| Problem details |
Starting at the line that contains "Where can the french", copy each line through the end of the listing below. Include both ends and output nothing more.

| Given records |
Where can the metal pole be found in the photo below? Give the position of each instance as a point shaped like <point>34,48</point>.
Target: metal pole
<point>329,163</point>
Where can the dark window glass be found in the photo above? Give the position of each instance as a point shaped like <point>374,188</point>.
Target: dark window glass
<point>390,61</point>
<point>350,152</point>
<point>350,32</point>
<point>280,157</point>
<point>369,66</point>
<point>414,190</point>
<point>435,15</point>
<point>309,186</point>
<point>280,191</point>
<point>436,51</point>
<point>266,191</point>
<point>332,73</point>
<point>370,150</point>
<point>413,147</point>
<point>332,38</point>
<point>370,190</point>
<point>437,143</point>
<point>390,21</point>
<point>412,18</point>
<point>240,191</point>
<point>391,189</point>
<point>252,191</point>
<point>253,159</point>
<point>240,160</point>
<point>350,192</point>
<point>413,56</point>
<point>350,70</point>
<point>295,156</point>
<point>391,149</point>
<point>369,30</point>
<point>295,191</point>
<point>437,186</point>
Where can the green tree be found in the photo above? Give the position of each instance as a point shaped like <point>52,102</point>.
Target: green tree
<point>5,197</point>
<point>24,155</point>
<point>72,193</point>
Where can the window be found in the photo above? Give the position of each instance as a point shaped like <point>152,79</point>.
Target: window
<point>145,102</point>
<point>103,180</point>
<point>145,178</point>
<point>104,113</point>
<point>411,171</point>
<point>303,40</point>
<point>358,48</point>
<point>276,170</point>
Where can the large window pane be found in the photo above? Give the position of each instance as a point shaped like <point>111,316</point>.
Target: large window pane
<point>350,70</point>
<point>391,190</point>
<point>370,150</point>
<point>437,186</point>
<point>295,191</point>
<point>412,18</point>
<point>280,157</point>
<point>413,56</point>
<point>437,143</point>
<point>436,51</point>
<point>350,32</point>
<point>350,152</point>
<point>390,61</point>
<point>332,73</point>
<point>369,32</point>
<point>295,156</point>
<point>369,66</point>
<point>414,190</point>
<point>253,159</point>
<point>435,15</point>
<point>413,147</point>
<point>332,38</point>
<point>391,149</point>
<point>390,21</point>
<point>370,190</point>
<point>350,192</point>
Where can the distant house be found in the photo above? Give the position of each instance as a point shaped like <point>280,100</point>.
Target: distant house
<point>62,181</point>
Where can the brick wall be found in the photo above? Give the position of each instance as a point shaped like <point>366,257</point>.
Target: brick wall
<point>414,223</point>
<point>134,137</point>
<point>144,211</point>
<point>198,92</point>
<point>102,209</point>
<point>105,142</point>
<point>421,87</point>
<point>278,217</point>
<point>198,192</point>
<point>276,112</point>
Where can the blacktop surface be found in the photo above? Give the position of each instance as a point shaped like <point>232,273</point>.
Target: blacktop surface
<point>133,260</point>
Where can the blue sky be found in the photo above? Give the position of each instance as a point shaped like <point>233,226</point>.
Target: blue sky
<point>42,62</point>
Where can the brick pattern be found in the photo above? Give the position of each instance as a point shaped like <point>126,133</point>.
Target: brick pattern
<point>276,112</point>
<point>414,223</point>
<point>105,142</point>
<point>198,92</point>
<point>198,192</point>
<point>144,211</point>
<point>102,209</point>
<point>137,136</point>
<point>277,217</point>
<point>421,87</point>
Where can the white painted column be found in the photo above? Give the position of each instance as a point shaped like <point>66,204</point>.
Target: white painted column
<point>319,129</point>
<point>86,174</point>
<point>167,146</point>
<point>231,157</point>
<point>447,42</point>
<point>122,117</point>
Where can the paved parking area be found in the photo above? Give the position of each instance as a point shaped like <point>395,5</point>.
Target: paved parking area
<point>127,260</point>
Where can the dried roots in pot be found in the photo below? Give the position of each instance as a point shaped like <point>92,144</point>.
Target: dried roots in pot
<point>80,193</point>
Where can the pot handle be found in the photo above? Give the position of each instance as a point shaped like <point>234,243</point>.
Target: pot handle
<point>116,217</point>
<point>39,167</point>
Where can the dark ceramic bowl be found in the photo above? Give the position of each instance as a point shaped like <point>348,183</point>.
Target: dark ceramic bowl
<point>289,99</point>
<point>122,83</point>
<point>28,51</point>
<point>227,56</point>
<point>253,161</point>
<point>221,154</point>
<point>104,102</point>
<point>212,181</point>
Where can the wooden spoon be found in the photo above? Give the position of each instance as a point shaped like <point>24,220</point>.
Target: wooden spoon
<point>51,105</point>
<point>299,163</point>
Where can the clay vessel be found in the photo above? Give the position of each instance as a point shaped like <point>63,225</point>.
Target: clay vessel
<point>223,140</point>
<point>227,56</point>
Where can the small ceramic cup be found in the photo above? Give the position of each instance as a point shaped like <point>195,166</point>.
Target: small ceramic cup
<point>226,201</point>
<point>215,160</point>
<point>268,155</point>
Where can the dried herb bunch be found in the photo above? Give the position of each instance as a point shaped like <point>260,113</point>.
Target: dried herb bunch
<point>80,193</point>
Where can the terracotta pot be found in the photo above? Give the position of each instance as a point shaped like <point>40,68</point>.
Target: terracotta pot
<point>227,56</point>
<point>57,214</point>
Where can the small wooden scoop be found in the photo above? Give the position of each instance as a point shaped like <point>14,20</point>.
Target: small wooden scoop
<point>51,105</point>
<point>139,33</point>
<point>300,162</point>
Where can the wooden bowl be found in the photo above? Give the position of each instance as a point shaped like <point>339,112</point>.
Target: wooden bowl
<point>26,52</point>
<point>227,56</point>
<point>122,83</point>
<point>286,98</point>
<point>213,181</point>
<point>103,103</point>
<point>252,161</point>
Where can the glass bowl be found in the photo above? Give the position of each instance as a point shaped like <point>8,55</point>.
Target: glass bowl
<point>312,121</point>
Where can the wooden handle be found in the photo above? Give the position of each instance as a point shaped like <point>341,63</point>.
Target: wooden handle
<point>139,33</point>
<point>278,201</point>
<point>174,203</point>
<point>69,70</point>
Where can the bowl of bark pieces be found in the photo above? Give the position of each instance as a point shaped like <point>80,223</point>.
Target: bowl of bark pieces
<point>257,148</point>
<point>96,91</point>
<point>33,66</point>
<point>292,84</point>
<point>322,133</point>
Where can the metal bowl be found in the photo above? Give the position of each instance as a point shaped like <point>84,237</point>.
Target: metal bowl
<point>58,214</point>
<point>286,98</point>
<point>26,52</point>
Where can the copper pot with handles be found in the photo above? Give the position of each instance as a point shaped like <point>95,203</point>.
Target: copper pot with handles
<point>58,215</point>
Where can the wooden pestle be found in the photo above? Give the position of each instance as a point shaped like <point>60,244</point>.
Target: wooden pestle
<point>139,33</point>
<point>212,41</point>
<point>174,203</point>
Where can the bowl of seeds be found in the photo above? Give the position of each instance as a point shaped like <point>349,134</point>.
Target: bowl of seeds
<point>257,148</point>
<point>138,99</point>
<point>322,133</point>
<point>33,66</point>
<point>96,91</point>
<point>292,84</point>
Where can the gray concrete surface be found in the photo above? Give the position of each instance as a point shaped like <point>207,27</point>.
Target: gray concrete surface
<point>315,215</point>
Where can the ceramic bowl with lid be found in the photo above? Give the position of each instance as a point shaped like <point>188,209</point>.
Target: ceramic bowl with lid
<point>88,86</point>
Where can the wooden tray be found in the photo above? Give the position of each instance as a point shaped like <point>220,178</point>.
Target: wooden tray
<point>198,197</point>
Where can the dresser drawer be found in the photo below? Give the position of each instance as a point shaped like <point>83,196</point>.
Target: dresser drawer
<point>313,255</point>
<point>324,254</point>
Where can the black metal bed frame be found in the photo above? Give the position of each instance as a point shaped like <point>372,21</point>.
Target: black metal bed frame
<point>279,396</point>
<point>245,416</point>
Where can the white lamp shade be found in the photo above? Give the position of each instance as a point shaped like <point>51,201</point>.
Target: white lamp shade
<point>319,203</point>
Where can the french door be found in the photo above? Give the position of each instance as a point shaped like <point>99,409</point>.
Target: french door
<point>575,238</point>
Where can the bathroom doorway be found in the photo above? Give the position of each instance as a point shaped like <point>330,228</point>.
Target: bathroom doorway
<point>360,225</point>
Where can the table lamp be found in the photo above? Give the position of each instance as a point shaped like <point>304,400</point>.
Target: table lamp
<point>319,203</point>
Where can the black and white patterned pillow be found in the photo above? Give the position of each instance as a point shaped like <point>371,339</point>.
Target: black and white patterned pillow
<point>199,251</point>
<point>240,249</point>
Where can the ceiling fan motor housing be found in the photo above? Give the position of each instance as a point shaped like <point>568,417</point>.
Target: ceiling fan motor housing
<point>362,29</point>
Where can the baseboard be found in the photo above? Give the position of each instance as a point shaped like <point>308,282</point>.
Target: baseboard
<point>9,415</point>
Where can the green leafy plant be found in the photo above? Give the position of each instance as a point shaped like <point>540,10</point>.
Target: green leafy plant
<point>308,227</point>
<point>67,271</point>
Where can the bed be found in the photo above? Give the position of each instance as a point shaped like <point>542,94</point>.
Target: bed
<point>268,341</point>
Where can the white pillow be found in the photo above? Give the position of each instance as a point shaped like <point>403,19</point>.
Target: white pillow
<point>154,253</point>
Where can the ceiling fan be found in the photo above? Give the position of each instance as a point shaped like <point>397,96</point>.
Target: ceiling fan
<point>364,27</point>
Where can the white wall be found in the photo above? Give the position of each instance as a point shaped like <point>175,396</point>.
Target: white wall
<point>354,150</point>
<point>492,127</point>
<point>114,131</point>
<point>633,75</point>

| Output of the task |
Where can the french door be found in the photo above? Give the position of each instance as a point shaped like <point>99,409</point>.
Target: french door
<point>575,238</point>
Where can the bathroom doorway be found in the photo above? Give the position of each instance as a point shaped like <point>330,228</point>.
Target: bathroom doorway
<point>360,225</point>
Where can the table lamp be found in the photo above? Give the position of each instance as a point shaped like <point>304,400</point>.
Target: table lamp
<point>319,203</point>
Where can the black and white patterned pillow be found in the photo above? Give the position of each instance as a point shaped like <point>371,339</point>.
Target: black and white patterned pillow
<point>199,251</point>
<point>240,249</point>
Where can the ceiling fan motor housing be found in the photo above? Give the position of each instance as a point shaped like <point>568,417</point>.
Target: ceiling fan motor housing
<point>362,29</point>
Where can the baseboard be found in the photo above? Give the position of each instance as a point shaped like <point>308,282</point>.
Target: baseboard
<point>9,415</point>
Where can the green leafy plant be found in the photo above? Give the position of each instance as a point shaped like <point>540,10</point>.
Target: green leafy plant
<point>308,227</point>
<point>67,271</point>
Where can the bed be found in the photo above? Give the position of each instance as a point shaped like <point>542,94</point>.
Target: bed
<point>268,341</point>
Where can the white pillow be found in the photo above? Give the position of each instance as a point shaped like <point>403,19</point>.
Target: white pillow
<point>154,253</point>
Where can the ceiling fan be found in the photo above? Give the position of each instance as a point shaped like <point>397,96</point>.
Target: ceiling fan
<point>364,27</point>
Where can the white wall be found in the photo above? Give the position of each instance as a point shaped like <point>175,396</point>.
Target: white wall
<point>354,150</point>
<point>492,127</point>
<point>114,131</point>
<point>633,75</point>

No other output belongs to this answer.